Description of the task:
Where the line containing "of the cathedral" appears in the records below, begin there and output each line verbatim through the last line.

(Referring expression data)
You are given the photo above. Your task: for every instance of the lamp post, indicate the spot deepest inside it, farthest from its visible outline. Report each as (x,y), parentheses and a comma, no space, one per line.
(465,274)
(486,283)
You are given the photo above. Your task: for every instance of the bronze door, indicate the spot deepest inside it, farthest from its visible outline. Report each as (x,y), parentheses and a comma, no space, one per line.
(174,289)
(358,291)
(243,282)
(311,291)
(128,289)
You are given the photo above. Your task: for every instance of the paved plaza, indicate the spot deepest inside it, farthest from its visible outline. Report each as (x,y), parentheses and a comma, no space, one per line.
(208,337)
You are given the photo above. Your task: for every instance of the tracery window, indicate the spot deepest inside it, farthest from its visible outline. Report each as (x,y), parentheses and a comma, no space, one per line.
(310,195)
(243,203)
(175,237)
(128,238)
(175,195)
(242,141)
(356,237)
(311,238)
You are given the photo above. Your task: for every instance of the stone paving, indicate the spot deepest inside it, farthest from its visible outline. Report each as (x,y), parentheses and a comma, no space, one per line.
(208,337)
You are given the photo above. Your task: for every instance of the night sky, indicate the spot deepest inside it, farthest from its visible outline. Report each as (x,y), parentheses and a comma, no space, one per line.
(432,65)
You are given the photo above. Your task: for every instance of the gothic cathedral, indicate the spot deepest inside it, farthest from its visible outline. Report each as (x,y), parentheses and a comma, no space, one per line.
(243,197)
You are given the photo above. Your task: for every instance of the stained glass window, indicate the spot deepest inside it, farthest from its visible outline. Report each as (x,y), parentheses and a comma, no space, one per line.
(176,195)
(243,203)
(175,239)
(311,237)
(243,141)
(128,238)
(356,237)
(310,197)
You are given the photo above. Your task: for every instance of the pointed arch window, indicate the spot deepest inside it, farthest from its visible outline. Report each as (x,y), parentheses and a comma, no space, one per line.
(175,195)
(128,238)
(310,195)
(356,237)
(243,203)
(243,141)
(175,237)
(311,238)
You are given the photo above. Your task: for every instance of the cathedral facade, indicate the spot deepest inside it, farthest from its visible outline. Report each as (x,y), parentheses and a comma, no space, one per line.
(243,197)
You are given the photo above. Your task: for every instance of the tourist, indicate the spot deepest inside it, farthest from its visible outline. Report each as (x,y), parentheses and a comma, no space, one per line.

Task solution:
You are given the photo above. Your task: for every instance of the cathedral facade, indicate the spot deepest inside it, farthest from its visible outline. Report each as (x,y), parentheses and a comma, no space, one per line.
(243,197)
You are given the photo above. Your task: for every instance of the tourist, indicate the spot deepest inside it, farthest from its visible outline. Report each as (x,y), parentheses and a comma, no space, one per line.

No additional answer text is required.